====== TEXT SEGMENT

We note here that the FlexRay specification does not claim to use the precise SDL semantics (in fact, it claims that it may not do so). Given that the specification is at the detail level of a reference implementation, this is not surprising, as the use of event queues would be infeasible in a hardware implementation. The specification does however not give any guidelines on how to interpret the diagrams, which is why we have taken the official SDL semantics as a starting point.
Using the simplified semantics, the SDL diagrams in Chapter 7.2 of [8] were translated into mCRL2 code (using a slightly altered syntax, see appendix A).
As an example, we show the part of the mCRL2 code that models the 'coldstart collision resolution' diagram in the specification ( -SyncCalcResult. This event is emitted by the clock synchronisation process, just before a new communication cycle starts. We assume a global clock with a resolution of one bit, of which the ticks are modelled by the bit actions. Rather than waiting for four SyncCalcResult events, we instead look at the global clock to decide when four cycles have passed. -header received on A/B. This event is emitted by CODEC right after a frame header has been received. It is modelled using the decode action with a FRAME_HEADER parameter.
-symbol decoded on A/B. This event is emitted by CODEC right after a collision avoidance symbol or media test symbol is decoded. It is again modelled using the decode action, this time with a CAS parameter.
In the mCRL2 model, we need to absorb decode(FRAME(id')) events (not doing so would prevent the source from sending the event, thus potentially leading to deadlock states). In the semantics of SDL [15] , this corresponds to discarding an event from the event queue when it cannot be processed.
To allow time to progress in a state, we must additionally allow the bit action to occur. The above piece of code implements a timeout of four cycles by letting time progress for four cycles, and then moving to the 'coldstart consistency check' state. If a CAS or frame header is received before the timeout occurs, the startup is aborted.

============

WHAT THE TASK REQUIRES> Carry on the passage about modeling the FlexRay specification in mCRL2, starting after its last sentence. The data that comes after the text has no role here.

====== ENTRIES SUPPLIED

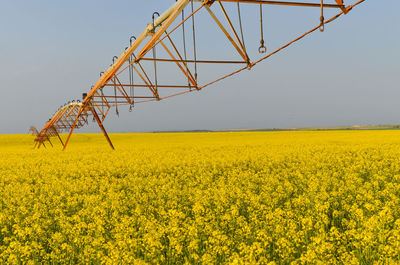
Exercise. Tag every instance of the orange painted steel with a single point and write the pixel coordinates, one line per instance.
(111, 90)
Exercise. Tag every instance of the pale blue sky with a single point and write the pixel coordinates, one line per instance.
(52, 51)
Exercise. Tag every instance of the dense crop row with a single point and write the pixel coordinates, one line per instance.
(283, 197)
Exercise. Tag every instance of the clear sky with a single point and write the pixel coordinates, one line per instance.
(52, 51)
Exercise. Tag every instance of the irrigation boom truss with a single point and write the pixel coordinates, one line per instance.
(117, 85)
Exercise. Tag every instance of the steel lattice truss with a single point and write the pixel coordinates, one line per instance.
(133, 76)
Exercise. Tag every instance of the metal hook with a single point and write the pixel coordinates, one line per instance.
(153, 17)
(322, 25)
(262, 48)
(130, 40)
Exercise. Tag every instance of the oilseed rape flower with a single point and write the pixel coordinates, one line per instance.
(203, 198)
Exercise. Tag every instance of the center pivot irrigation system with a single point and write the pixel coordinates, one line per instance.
(133, 77)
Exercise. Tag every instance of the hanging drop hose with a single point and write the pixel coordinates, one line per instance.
(102, 94)
(155, 56)
(115, 90)
(240, 24)
(194, 44)
(184, 44)
(262, 48)
(322, 19)
(131, 77)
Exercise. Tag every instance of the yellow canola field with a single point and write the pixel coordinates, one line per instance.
(202, 198)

============

TASK OUTPUT>
MAC
Media access control is modelled by the mCRL2 process below. It starts in inactive mode (not shown) and can then receive macCAS, macStart and macStop commands. When a macCAS command is received, it requests the CODEC to send a collision avoidance symbol and then switches to active mode. In the specification, MAC waits for one macrotick before sending the CAS, but it seems that the waiting for the macrotick is not intended as a delay, but merely as a check that the clock synchronisation process has started. Since we assume a global clock, we do not need to model this delay.
When a macStart command is received, the MAC proceeds to active mode, and when it receives a macStop command, it goes back to inactive mode. In active mode, MAC periodically requests CODEC to encode a frame.
CODEC
The CODEC is modelled as a process that either reads from or writes to the bus. When in reading mode, it processes bits it reads from the bus, and writes silence to the bus (i.e., it does not write anything to the bus). When it is in writing mode, bits it reads from the bus are ignored, and it writes an encoding of the last requested symbol to the bus.
Remainder
It can be seen from the context diagrams in [8] that the POC process communicates with all other processes during the startup process. We covered MAC and CODEC, and we argue that we may safely omit models for the remaining processes.
By assuming a global clock, we can avoid modelling the macrotick generation, clock synchronisation startup and clock synchronisation processes. Furthermore we assume that nodes are never in coldstart inhibit mode. This eliminates the influence of the controller host interface, so we can also omit a model for that process. During startup, only the clock synchronisation depends on events generated by frame and symbol processing, so this process is also ignored.
Verification
From the viewpoint of the POC, the faults mentioned in Section 4.2 can be seen as instances of a few general problems that may occur. Either a node is not able to send anything, a node is not able to receive anything, or the bus misbehaves in such a way that symbols are not always transmitted correctly. Only the periodic resetting of a node requires the node to display slightly more complicated behaviour.
Since for the POC a noisy signal is observably equal to no signal at all (the CODEC simply does not generate events), we model a limited set of scenarios. Each of the descriptions below describes two scenarios: one in which the node with the lowest identifier is the faulty node, and one in which another node is faulty. This is necessary because the protocol relies on a leader election mechanism that is not quite symmetric: although the process descriptions for startup are the same for every node, the leader that will be elected depends on the configuration of the nodes. The candidate configured with the lowest identifier will be elected as leader. At least one failure scenario (viz. the resetting node scenario below) is known [23] that is only possible if the node with the lowest identifier is the faulty node.
In this manner, the following categories of scenarios are modelled.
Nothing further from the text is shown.